## Task goal
Establish how many lines of the material below contain the string "foreground". Return that number by itself.

- - - -

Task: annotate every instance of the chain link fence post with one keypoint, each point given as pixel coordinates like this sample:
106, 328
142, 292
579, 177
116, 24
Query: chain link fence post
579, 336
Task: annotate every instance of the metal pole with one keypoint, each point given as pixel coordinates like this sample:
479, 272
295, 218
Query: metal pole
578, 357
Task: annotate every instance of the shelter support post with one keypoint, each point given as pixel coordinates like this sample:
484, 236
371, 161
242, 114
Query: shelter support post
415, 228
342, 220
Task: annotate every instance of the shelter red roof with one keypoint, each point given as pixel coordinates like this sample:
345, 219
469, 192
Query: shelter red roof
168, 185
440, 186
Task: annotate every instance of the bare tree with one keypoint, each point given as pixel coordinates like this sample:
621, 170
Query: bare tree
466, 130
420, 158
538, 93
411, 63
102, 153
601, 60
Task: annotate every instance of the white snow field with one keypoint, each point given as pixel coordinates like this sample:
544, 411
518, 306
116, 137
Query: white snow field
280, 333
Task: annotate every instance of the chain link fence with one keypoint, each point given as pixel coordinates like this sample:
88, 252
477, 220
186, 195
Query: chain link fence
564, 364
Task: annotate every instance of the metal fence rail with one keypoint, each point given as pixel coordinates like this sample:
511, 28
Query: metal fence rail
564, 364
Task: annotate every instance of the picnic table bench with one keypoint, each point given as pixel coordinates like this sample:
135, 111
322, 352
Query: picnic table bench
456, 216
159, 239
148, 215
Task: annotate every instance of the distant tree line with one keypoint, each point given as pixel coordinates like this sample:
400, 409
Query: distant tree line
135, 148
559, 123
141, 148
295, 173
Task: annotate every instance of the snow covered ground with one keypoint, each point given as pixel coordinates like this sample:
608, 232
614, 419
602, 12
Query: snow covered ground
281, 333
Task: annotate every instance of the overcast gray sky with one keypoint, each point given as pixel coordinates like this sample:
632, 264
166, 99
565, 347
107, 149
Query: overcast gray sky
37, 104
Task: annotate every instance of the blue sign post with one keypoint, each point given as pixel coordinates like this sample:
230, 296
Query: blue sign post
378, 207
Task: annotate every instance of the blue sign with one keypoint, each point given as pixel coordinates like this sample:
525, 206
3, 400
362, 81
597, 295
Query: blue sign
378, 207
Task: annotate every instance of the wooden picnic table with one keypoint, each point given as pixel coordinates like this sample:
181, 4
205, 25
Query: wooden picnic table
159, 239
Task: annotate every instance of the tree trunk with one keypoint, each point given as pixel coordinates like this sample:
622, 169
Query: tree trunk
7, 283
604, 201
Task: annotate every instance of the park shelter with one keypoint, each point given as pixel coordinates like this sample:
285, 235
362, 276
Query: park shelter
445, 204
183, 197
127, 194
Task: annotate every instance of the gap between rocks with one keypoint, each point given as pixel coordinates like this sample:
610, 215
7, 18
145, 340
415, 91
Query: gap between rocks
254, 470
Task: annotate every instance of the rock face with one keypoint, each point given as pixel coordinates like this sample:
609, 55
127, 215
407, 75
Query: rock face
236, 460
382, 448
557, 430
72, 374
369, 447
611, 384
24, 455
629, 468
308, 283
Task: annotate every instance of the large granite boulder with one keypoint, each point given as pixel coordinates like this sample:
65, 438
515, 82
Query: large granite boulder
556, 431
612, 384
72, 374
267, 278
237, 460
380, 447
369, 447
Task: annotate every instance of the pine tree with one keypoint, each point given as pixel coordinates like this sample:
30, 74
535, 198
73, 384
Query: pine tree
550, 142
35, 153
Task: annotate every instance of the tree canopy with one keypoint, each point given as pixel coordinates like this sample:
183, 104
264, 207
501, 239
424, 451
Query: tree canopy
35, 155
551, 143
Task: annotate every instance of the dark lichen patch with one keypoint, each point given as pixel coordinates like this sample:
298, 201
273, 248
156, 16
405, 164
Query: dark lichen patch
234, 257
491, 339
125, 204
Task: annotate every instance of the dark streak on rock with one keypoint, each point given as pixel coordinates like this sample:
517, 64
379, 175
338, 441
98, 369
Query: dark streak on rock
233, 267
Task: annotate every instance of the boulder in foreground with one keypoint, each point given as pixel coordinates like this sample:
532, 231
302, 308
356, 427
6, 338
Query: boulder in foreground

- - - -

## Your response
2